» Brief: In the passage on Modern Dairy shares below, do these statements agree with the text? (a) Modern Dairy shares fell 6.5 percent to HK$2.61. (b) The Hang Seng Index fell 0.9 percent. (c) KKR completed its purchase of Modern Dairy shares in 2011. Answer yes or no for each, quoting the deciding words.

» Supplied passage:
Modern Dairy plunged 6.5 percent to HK$2.61, the most since December 2011. It is still up 23 percent this year.
The two private equity funds bought the shares “at a much lower price and they’ve been holding onto the shares for a long time,” Anson Chan, a Hong Kong-based analyst at KGI Asia Ltd., said by phone. “The sale reflected their urgency to realize the gains.”
Mengniu shares gained 0.2 percent to HK$21.80. The benchmark Hang Seng Index rose 0.9 percent.
“We believe Kohlberg Kravis Roberts wanted an earlier exit from China Modern Dairy rather than having to sit through the full investment term,” Charles Yan, head of Greater China Consumer Research at Standard Chartered Plc, said in a note. “We believe KKR is focused more on building a long-term strategic relationship with COFCO.”
Modern Dairy is the largest raw milk producer in China, as well as the largest dairy farming company in terms of herd size, Mengniu said in a statement.
Steve Okun, a spokesman for KKR, declined to comment on the pricing. KKR completed purchase of Modern Dairy shares in 2009, according to its statement.

» Material supplied:
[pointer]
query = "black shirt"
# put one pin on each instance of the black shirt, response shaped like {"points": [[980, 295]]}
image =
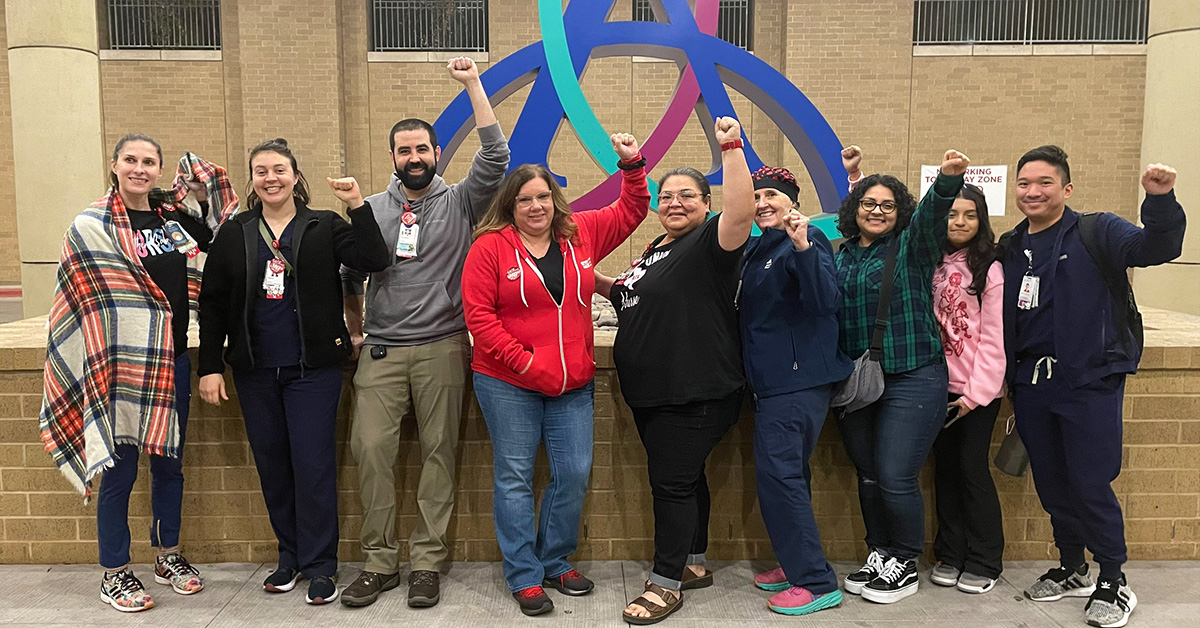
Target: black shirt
{"points": [[678, 338], [166, 265], [1035, 328], [551, 268], [274, 323]]}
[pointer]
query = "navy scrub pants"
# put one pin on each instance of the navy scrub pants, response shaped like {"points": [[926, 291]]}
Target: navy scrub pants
{"points": [[291, 420], [1073, 436], [786, 430]]}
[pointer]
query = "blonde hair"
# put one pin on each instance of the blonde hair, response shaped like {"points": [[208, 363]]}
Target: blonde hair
{"points": [[499, 213]]}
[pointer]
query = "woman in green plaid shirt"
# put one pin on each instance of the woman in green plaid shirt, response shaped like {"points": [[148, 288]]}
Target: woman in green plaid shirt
{"points": [[889, 440]]}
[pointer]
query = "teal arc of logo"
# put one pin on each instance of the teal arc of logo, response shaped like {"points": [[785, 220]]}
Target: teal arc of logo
{"points": [[707, 64]]}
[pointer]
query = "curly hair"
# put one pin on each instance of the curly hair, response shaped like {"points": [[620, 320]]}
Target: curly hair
{"points": [[847, 214]]}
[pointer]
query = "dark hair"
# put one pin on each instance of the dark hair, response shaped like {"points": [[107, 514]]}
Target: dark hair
{"points": [[125, 139], [1050, 154], [412, 124], [691, 173], [280, 147], [847, 214], [982, 249], [499, 211]]}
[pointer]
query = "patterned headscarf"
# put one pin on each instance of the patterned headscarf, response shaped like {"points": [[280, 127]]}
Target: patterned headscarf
{"points": [[778, 179]]}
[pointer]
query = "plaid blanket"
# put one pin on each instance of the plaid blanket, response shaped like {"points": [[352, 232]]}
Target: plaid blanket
{"points": [[109, 374]]}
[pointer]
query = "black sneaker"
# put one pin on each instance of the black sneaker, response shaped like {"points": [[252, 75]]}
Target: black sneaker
{"points": [[322, 590], [1061, 582], [533, 600], [857, 580], [1110, 604], [570, 584], [895, 582], [281, 580], [423, 588]]}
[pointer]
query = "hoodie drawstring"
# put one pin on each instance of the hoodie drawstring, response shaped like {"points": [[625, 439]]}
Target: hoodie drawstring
{"points": [[579, 279]]}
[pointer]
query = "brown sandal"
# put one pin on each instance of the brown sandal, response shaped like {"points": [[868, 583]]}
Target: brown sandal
{"points": [[658, 612]]}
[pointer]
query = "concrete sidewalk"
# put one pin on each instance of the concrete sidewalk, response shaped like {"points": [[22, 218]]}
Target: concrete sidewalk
{"points": [[473, 594]]}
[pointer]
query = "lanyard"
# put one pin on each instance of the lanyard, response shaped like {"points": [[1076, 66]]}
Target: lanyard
{"points": [[274, 245]]}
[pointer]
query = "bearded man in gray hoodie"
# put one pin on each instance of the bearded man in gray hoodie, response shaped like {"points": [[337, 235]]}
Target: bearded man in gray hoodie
{"points": [[415, 353]]}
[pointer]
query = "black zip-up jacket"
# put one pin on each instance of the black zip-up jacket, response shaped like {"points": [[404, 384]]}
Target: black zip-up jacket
{"points": [[322, 241]]}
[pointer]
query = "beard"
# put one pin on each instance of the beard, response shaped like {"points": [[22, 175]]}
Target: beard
{"points": [[418, 181]]}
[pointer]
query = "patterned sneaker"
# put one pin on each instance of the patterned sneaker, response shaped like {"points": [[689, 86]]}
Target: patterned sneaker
{"points": [[945, 574], [1110, 604], [124, 592], [173, 569], [1061, 582], [895, 582], [799, 600], [857, 580], [773, 580]]}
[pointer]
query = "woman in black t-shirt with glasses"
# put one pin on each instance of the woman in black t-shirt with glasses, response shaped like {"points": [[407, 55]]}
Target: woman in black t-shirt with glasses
{"points": [[679, 360]]}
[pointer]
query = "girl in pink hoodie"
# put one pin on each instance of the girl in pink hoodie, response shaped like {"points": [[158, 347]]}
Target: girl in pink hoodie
{"points": [[969, 288]]}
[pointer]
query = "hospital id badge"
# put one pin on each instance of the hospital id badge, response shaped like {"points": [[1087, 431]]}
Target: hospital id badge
{"points": [[1027, 298], [406, 243], [273, 281], [180, 238]]}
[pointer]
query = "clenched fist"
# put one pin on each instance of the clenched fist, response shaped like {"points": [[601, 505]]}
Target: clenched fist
{"points": [[727, 130], [463, 70], [851, 160], [1158, 179], [954, 163], [347, 191], [797, 226], [625, 145]]}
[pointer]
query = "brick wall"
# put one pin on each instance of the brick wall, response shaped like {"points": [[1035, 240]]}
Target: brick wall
{"points": [[43, 521]]}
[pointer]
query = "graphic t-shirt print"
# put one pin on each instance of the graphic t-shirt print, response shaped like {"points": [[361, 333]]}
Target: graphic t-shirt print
{"points": [[150, 243], [952, 311]]}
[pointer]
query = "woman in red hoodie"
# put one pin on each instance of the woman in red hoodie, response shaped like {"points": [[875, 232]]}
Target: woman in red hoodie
{"points": [[527, 291]]}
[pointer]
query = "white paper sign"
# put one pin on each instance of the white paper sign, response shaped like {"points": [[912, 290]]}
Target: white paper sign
{"points": [[993, 179]]}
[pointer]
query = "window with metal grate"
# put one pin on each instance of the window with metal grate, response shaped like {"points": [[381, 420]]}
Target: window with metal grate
{"points": [[429, 25], [163, 24], [1027, 22]]}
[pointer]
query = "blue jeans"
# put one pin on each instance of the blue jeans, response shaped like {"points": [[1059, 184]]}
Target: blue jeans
{"points": [[166, 486], [785, 430], [888, 442], [519, 420]]}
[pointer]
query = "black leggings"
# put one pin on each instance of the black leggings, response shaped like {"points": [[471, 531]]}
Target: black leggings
{"points": [[678, 440]]}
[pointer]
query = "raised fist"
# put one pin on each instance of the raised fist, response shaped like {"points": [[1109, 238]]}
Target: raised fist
{"points": [[1158, 179], [797, 226], [625, 145], [347, 191], [727, 130], [463, 70], [851, 159], [954, 163]]}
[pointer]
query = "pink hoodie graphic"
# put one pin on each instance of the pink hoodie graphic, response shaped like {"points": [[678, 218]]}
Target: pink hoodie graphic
{"points": [[972, 336]]}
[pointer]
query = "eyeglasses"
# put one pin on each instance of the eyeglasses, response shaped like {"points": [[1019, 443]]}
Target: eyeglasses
{"points": [[869, 205], [526, 202], [684, 196]]}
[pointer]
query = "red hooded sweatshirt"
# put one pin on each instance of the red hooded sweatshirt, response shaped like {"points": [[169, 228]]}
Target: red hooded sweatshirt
{"points": [[521, 335]]}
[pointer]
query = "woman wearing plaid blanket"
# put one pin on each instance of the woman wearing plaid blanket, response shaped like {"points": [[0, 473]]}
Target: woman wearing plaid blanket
{"points": [[273, 289], [889, 440], [113, 392]]}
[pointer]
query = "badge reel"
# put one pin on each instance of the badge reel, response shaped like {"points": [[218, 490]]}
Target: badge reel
{"points": [[273, 281], [181, 239], [406, 241]]}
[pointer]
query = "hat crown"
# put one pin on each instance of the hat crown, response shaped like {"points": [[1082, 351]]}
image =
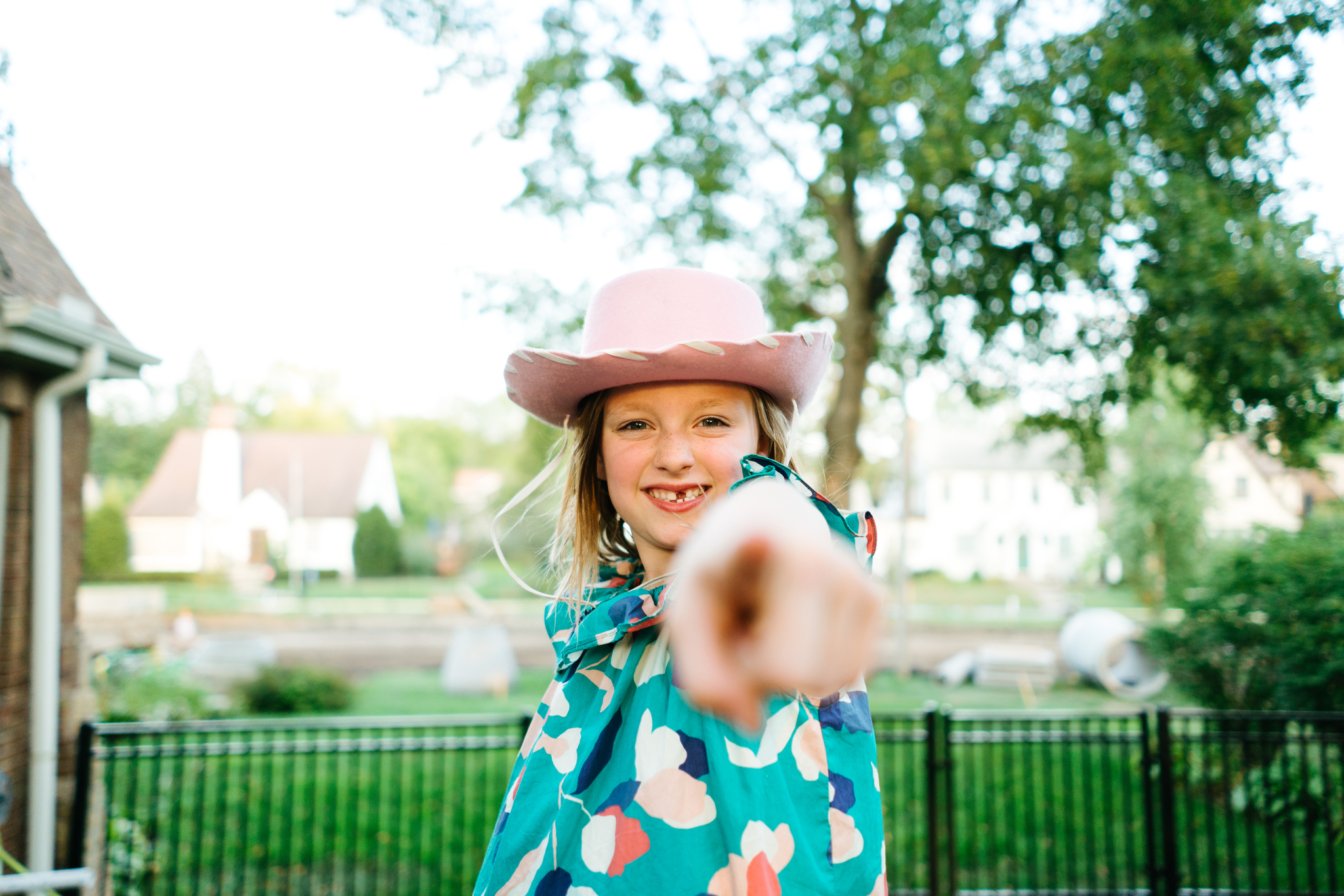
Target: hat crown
{"points": [[662, 306]]}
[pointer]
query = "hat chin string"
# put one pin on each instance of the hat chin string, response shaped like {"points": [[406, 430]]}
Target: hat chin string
{"points": [[793, 429], [522, 496]]}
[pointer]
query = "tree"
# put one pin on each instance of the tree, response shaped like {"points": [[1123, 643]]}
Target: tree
{"points": [[1158, 525], [952, 183], [1264, 632], [377, 547]]}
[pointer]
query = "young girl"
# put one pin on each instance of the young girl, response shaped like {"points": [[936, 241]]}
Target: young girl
{"points": [[633, 777]]}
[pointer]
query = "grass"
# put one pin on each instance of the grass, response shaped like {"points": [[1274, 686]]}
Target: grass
{"points": [[490, 579], [417, 692], [1024, 804], [414, 692]]}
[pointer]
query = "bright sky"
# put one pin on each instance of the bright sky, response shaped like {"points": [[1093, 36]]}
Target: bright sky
{"points": [[269, 182]]}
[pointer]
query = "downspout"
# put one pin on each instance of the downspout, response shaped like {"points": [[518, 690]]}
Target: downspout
{"points": [[45, 697]]}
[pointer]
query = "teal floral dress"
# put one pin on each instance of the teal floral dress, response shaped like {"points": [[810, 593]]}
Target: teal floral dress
{"points": [[621, 788]]}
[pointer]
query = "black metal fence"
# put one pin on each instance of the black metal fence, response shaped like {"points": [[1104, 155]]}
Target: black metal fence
{"points": [[1162, 802], [342, 805]]}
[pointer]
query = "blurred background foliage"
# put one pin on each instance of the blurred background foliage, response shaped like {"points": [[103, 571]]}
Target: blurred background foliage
{"points": [[428, 453], [1158, 515], [1265, 629]]}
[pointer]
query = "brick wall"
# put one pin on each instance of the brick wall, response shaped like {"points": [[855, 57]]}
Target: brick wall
{"points": [[16, 393]]}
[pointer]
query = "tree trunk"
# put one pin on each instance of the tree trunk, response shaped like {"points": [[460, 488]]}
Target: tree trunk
{"points": [[855, 332], [866, 285]]}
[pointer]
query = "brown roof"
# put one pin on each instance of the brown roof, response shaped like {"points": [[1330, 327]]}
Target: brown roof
{"points": [[332, 468], [1270, 466], [173, 488], [30, 265]]}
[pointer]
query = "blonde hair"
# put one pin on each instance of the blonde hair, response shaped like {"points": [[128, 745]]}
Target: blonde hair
{"points": [[589, 533]]}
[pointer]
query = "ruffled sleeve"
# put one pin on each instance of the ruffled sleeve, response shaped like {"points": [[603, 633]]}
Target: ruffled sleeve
{"points": [[619, 606]]}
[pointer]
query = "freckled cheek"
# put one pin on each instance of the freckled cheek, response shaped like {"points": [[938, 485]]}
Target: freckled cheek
{"points": [[624, 466]]}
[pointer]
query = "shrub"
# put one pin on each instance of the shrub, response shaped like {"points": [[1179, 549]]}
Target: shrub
{"points": [[132, 685], [1158, 524], [106, 543], [303, 689], [1265, 630], [378, 551]]}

» Written response:
(a) Yes: "Modern Dairy plunged 6.5 percent to HK$2.61"
(b) No: "The benchmark Hang Seng Index rose 0.9 percent."
(c) No: "KKR completed purchase of Modern Dairy shares in 2009"